Available data —
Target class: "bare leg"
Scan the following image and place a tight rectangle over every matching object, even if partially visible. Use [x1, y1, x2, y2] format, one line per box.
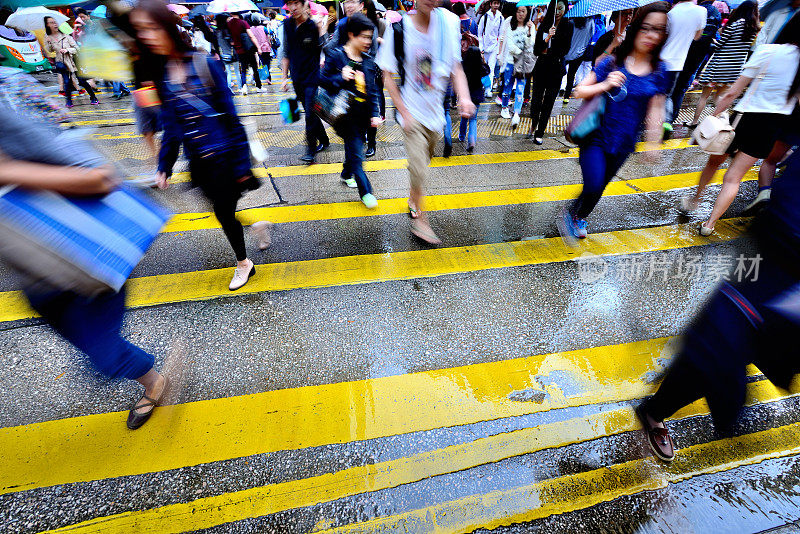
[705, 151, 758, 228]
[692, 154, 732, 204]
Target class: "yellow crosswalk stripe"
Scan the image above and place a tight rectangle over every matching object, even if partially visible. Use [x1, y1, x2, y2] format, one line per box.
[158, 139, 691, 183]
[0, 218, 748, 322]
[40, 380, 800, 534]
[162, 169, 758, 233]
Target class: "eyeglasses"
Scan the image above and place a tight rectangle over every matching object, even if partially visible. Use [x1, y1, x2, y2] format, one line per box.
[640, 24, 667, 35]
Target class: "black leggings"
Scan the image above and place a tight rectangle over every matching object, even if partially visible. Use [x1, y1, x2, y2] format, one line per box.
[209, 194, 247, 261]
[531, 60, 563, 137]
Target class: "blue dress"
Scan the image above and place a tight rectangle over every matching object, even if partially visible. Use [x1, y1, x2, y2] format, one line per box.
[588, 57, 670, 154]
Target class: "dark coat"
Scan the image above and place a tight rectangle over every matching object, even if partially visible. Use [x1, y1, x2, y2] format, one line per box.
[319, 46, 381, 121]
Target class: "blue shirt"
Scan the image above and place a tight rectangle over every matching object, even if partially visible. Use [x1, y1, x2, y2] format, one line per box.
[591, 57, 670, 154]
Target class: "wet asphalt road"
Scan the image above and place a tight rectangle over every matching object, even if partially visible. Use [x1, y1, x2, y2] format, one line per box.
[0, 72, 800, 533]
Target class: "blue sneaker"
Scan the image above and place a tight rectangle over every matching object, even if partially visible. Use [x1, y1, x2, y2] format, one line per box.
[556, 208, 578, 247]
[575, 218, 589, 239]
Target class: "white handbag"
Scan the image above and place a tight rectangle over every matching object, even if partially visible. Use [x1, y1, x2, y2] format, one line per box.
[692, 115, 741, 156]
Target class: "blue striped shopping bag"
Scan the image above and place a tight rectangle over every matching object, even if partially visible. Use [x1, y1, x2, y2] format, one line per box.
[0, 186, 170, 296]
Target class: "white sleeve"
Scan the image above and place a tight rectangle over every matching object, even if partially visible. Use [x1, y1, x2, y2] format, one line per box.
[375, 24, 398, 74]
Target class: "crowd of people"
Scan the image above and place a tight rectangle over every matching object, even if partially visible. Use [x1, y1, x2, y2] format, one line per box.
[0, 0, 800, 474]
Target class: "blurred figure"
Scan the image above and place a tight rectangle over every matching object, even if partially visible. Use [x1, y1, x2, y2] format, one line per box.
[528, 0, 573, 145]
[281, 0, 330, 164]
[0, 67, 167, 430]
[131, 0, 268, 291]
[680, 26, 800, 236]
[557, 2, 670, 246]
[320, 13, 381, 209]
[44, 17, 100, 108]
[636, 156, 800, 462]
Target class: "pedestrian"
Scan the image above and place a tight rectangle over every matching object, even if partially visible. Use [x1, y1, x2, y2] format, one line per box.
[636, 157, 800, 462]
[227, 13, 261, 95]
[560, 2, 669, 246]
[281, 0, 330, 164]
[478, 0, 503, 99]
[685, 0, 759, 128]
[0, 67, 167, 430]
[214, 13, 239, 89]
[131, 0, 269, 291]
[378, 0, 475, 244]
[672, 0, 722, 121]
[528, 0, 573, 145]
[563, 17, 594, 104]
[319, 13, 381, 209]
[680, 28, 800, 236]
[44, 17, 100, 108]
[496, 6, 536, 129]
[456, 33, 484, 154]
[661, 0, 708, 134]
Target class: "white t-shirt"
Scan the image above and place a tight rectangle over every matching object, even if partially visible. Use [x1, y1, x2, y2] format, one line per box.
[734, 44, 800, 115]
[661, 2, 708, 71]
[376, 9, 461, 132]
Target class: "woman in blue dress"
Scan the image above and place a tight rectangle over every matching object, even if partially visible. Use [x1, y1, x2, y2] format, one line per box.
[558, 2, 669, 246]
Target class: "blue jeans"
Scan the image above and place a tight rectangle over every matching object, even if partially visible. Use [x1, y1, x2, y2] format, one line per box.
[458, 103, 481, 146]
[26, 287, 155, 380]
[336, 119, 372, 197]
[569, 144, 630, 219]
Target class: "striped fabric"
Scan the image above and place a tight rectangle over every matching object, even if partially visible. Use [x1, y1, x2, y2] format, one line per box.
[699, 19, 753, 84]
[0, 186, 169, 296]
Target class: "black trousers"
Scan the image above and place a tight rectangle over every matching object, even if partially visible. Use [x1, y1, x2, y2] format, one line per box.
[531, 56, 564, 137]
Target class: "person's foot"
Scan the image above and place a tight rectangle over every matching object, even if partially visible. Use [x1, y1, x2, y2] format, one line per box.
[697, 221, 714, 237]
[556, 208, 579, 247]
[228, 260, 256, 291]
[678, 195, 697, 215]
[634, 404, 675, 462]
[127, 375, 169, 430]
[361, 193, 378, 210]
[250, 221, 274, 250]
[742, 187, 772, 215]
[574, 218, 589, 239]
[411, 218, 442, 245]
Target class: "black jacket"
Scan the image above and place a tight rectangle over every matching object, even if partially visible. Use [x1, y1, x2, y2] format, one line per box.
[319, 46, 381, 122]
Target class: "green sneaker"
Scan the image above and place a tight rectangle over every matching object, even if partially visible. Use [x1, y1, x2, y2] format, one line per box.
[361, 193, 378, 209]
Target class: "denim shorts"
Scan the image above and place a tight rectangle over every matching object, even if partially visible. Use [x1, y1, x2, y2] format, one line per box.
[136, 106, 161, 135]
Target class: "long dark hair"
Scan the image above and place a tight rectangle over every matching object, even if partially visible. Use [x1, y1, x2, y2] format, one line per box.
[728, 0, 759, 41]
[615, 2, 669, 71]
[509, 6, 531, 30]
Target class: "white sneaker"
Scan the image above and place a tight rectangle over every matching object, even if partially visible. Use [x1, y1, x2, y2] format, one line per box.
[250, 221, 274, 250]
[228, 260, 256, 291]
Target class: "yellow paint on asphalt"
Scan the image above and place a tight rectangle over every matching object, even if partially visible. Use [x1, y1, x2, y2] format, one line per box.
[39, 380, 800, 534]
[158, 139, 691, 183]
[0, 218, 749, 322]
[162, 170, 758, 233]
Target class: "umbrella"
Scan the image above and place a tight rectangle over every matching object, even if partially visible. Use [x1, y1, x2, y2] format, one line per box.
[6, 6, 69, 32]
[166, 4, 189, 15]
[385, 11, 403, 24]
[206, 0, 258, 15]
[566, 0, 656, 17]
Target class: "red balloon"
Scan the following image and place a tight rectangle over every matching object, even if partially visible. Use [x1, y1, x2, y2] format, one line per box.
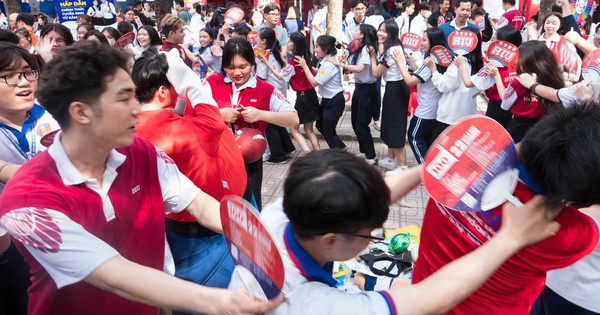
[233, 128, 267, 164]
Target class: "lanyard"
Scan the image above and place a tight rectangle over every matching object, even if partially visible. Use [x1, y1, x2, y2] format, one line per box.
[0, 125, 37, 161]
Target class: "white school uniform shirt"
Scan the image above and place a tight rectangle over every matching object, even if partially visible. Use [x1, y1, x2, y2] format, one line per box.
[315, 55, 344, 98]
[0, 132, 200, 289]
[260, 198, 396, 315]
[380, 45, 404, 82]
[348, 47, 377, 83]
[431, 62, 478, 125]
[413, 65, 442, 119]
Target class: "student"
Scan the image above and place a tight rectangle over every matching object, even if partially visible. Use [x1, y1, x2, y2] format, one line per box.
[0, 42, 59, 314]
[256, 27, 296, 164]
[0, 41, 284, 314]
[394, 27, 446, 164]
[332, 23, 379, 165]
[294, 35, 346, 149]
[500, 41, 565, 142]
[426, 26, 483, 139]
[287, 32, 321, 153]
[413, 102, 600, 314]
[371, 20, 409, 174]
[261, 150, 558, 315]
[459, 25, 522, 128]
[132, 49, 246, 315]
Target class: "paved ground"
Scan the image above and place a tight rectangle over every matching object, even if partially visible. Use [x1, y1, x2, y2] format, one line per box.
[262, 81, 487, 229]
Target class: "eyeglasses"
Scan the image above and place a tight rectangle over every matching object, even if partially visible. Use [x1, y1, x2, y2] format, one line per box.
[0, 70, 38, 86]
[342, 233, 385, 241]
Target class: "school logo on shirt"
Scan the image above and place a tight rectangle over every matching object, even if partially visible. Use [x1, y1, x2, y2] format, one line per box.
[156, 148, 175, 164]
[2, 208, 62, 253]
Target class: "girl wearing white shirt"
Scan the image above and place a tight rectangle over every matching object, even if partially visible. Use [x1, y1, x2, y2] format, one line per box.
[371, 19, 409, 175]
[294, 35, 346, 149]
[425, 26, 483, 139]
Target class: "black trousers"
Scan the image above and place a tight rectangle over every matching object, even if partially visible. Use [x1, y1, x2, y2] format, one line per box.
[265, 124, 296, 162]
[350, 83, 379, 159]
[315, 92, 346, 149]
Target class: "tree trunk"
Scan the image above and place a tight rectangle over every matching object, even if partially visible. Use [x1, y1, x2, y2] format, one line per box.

What you should do —
Copy the data above word for word, from its first line through the line containing "[640, 24, 667, 35]", with both ends included. Leave the pictures out of your copy.

Task answer —
Target class: "bare leg"
Scan the following image and place a tight rectangle over every matching object, even if partially visible. Use [x1, y1, x2, y2] format, one line per box.
[705, 151, 758, 228]
[692, 154, 732, 204]
Target class: "yellow crosswalk stripe"
Scan the image above and place a tight rectangle over every matching object, even if partially visible. Use [x1, y1, x2, y2] format, one line per box.
[158, 139, 691, 183]
[0, 218, 748, 322]
[40, 380, 800, 534]
[162, 169, 758, 233]
Target class: "eyeglasses"
Scan the image above and place a tight rectangle over every matching object, even if partially visible. Use [x1, y1, x2, y2] format, one line per box.
[640, 24, 667, 35]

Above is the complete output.